Приведённый текст
Меня сопровождали двое, остальные, в том числе, и сам майор, почему-то остались в квартире. Спускаясь с четвертого этажа, я по привычке взялась было рукой за перила, но один из военных молча оттеснил меня к стене, сам пошел у перил. «Неужели они опасаются, что я брошусь в пролет?! – изумилась я. – Можно подумать, ведут пойманную шпионку! Как интере-е-есно!..»
Оказавшись между двумя конвоирами на полутемной по ночному времени лестнице, я конечно же не могла не отметить некоторой театральности происходящего. Сцена выглядела бы гораздо эффектнее, будь я одета поэлегантнее: демисезонное пальтишко с отвисшими карманами, еще в войну полученное по ордеру, беженский узелок в руке – все это, безусловно, разрушало образ. Выйдя из подъезда, я оглядела переулок; никогда не доводилось мне видеть его в столь поздний час.

Запрос 1
Процитируйте участок строк ниже: от строки, содержащей «island in parking», до строки, содержащей «top-left (58, 228), bottom-right (414, 365)», включая обе.

Исходные данные

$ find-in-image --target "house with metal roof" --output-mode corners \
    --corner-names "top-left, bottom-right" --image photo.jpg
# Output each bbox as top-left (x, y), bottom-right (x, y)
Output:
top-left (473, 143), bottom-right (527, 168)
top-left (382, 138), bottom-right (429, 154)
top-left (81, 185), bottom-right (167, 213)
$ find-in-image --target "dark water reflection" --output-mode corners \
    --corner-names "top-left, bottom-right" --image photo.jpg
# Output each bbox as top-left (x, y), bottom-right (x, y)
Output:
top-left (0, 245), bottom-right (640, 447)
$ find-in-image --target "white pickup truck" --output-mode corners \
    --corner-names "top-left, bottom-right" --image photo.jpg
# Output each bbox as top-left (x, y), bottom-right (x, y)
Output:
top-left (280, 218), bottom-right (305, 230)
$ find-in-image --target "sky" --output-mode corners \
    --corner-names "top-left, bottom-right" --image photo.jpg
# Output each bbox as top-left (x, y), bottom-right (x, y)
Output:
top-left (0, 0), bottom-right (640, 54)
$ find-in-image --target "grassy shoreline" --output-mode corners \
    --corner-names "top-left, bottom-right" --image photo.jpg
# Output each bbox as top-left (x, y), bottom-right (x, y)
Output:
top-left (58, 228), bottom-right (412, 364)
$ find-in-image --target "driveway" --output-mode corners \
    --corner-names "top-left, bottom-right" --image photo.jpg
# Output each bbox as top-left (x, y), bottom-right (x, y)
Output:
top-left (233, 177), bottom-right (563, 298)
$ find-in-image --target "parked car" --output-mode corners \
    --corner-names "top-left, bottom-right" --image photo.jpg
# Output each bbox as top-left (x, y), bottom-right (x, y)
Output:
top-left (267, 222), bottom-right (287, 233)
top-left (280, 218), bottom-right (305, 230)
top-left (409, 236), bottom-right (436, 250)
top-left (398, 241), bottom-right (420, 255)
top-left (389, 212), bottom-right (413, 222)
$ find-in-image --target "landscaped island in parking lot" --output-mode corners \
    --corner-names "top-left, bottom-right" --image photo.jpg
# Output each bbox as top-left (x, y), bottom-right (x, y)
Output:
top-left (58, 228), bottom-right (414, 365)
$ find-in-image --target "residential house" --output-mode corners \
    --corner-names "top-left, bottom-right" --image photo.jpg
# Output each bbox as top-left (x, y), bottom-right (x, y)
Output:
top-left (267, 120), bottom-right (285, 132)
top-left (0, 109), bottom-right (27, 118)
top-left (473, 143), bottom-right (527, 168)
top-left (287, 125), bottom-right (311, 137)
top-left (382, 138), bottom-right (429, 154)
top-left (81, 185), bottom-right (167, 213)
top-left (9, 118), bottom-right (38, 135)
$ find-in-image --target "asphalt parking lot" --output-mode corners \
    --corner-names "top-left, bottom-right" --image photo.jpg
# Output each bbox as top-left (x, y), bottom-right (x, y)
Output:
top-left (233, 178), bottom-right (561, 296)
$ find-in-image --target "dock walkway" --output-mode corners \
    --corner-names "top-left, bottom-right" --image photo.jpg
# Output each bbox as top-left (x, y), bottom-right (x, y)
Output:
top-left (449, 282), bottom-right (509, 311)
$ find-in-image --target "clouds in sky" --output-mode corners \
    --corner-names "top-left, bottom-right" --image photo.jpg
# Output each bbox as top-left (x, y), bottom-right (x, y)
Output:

Запрос 2
С какого этажа спускались по лестнице, согласно приведённому тексту?

Результат задания 1
$ find-in-image --target "landscaped island in parking lot" --output-mode corners \
    --corner-names "top-left, bottom-right" --image photo.jpg
# Output each bbox as top-left (x, y), bottom-right (x, y)
Output:
top-left (58, 228), bottom-right (414, 365)

Результат задания 2
С четвёртого этажа.